Reproduce the material below with every "Pin" swapped for "Mark", leaving everything else unchanged.

===== Exercise material =====

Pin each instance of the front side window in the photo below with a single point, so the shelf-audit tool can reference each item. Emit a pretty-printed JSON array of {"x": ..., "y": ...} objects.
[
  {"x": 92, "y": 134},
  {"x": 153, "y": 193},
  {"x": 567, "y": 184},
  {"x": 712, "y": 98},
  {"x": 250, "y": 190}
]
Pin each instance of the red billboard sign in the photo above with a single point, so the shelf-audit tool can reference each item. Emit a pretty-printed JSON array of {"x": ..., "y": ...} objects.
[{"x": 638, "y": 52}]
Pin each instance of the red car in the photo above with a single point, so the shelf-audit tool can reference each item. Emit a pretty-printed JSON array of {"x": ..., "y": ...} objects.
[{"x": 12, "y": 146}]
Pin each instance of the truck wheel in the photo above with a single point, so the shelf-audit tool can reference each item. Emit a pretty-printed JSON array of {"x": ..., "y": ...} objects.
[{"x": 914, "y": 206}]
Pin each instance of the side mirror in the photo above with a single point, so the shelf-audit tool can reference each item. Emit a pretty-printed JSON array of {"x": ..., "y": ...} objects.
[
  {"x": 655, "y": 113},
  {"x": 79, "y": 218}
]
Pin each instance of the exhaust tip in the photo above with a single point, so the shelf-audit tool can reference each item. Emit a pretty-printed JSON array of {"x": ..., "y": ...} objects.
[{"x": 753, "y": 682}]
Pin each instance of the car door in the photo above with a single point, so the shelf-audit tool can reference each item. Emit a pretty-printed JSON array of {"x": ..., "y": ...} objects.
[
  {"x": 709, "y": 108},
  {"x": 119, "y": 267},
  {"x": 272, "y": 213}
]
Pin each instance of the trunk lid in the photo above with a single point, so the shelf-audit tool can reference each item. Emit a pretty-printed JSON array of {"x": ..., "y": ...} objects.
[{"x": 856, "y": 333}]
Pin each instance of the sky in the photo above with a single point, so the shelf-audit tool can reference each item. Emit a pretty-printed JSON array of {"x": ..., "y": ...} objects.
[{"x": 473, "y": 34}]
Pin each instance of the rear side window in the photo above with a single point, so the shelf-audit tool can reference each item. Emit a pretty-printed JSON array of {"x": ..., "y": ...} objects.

=====

The result:
Mark each instance of the front side window in the photo below with a single point, so the shelf-audit tool can reference each item. Emit a pretty-printed JSON array of {"x": ..., "y": ...} objects.
[
  {"x": 92, "y": 134},
  {"x": 153, "y": 193},
  {"x": 567, "y": 184},
  {"x": 712, "y": 98},
  {"x": 250, "y": 190}
]
Mark each instance of the red billboard sign in the photo above with a single point, so the shelf-audit tool can reference each item. Emit a pretty-printed JSON array of {"x": ..., "y": ...} objects.
[{"x": 638, "y": 52}]
Mark each instance of the red car in the photo above with a single point, so the shelf-audit tool can reference each item. Emit a pretty-printed JSON array of {"x": ..., "y": ...} objects.
[{"x": 12, "y": 146}]
Mark each instance of the truck wheel in the photo above with a single point, so the shelf-audit tool can reference each item. Emit a pretty-printed JSON array of {"x": ..., "y": ...} objects.
[{"x": 914, "y": 206}]
Mark each instance of the side mirror in the photo above with a single point, so the shelf-audit tool can reference each item. Emit a pretty-printed JSON array of {"x": ..., "y": ...} objects.
[
  {"x": 655, "y": 113},
  {"x": 79, "y": 218}
]
Mark each instance of the exhaust tip in the photo above with a single point, so the shelf-audit tool can reference each item. Emit a pretty-printed JSON array of {"x": ..., "y": ...} objects.
[{"x": 753, "y": 682}]
Mark each instance of the car door in the photo above with a single point, so the shelf-audit tool can reference each item. Emit a pretty-printed JSON array of {"x": ..., "y": ...} objects.
[
  {"x": 709, "y": 108},
  {"x": 119, "y": 267},
  {"x": 272, "y": 213}
]
Mark each instance of the trunk lid in the photo above with a single point, so the shelf-audit tool can reference each item. Emit a pretty-printed JSON array of {"x": ..., "y": ...} objects.
[{"x": 856, "y": 333}]
Mark each instance of the sky in the photo above with a single point, so the shelf-audit tool can reference each item. Emit a pretty-printed JSON array of {"x": ..., "y": ...} objects.
[{"x": 473, "y": 34}]
Mark each instance of the rear side window in the photo above with a single point, so the shelf-audit tool can reference each item. Emit a pretty-printed JSON array of {"x": ..., "y": ...} objects.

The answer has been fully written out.